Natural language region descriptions
····················

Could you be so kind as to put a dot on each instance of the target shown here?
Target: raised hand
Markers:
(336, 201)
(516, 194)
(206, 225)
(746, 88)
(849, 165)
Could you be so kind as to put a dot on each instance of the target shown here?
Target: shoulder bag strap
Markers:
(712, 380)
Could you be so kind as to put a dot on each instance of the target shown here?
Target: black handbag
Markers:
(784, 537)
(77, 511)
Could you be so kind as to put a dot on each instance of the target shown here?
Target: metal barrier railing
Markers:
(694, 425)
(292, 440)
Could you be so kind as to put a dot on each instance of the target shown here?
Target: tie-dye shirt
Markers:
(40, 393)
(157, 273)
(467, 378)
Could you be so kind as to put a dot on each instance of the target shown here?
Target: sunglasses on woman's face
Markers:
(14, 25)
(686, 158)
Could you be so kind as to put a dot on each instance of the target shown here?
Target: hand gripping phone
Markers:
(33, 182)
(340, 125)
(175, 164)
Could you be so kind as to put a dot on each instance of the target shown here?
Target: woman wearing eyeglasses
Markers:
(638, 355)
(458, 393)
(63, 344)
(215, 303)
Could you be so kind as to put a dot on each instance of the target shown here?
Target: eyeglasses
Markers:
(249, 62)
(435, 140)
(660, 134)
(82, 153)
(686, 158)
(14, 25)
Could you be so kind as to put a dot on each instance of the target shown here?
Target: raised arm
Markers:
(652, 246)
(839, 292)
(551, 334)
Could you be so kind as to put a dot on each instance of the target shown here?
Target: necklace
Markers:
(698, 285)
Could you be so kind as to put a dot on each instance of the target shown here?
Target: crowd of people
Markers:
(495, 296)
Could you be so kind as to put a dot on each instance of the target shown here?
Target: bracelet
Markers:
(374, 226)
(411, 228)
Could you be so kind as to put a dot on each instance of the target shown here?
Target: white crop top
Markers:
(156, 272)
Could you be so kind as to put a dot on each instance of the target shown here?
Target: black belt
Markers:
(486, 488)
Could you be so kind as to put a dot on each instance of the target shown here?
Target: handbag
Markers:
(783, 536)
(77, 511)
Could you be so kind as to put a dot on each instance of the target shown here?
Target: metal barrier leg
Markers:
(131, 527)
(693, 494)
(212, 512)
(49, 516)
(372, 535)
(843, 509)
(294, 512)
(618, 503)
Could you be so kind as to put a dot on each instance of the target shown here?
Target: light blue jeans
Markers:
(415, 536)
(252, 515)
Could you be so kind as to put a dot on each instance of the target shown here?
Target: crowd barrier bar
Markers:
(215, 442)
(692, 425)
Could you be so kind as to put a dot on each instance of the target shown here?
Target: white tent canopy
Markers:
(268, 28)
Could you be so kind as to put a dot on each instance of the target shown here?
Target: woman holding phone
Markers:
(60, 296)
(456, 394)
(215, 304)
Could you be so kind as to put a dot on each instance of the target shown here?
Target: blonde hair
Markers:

····················

Exercise details: The answer should be the entries, given again without a single difference.

Task output:
Could you be so kind as to put a dot on each instance of the target shown here?
Target: raised hand
Markers:
(336, 201)
(516, 194)
(206, 225)
(746, 88)
(849, 165)
Could you be so kind as to put a dot on each instance of the target shown here?
Target: shoulder bag strap
Markers:
(712, 380)
Could you be so kind as to put a dot on each instance of the target shown here?
Target: black handbag
Markers:
(784, 537)
(77, 511)
Could you be so kind as to put a dot on each instance of the target shown here?
Target: metal barrier railing
Markers:
(694, 425)
(292, 440)
Could you be so kind as to put a dot on each instance of the target shown here?
Target: tie-dye shirt
Markers:
(40, 393)
(157, 273)
(467, 378)
Could you be so kind as to put a dot on each instance of the target shown here?
Target: sunglasses on woman's face
Markers:
(14, 25)
(686, 158)
Could you be so kind as to put a dot on each instance of the target shown here?
Target: hand gripping phone
Markers:
(33, 182)
(340, 125)
(175, 164)
Could you be so kind as to put a dot on each instance of the target shown here?
Target: woman wearing eyeglasses
Markers:
(638, 355)
(458, 393)
(63, 344)
(215, 303)
Could you be so kind as to put a dot on each instance of the target shown here?
Target: eyeglasses
Markers:
(249, 62)
(435, 140)
(660, 134)
(82, 153)
(686, 158)
(14, 25)
Could you be so kind as to put a dot on each instance of the target shown here?
Target: raised arm
Markers:
(652, 246)
(839, 292)
(551, 334)
Could you be so kind as to put a dot on each instance of the target shown here?
Target: necklace
Markers:
(698, 285)
Could you be so kind as to put a dot on each instance of the target shown here?
Target: crowd of people
Markers:
(495, 296)
Could you be so kind as to put a dot on each instance of the target shown here?
Target: bracelet
Markers:
(374, 226)
(411, 228)
Could you be so kind as to put a dot on each instance of the target shown here?
Target: white crop top
Markers:
(156, 272)
Could you be so kind as to put a dot on each instance of the target shown here?
Target: black belt
Markers:
(486, 488)
Could you be so kind as to put a dot on each instance of the target shown here?
Target: handbag
Markers:
(783, 536)
(77, 511)
Could you be so kind as to put a dot on each instance of the target shown here?
Target: metal barrier leg
Markers:
(131, 527)
(693, 494)
(212, 512)
(49, 516)
(372, 535)
(843, 509)
(294, 512)
(618, 503)
Could you be so kind as to put a dot on each instance of the target shown here?
Target: light blue jeans
Markers:
(415, 536)
(252, 515)
Could you be so kind as to put a dot on each instance of the target shown here?
Target: crowd barrier bar
Markers:
(215, 442)
(692, 425)
Could you be so kind as to put a dot on each instance of the target shown here?
Target: white tent canopy
Markers:
(268, 28)
Could you be so kind as to put a dot on each instance of the target shown here?
Target: woman holding phone
Markers:
(60, 296)
(456, 394)
(215, 304)
Could you be so kind as to put a dot on each instance of the target shown here?
Target: blonde hair
Markers:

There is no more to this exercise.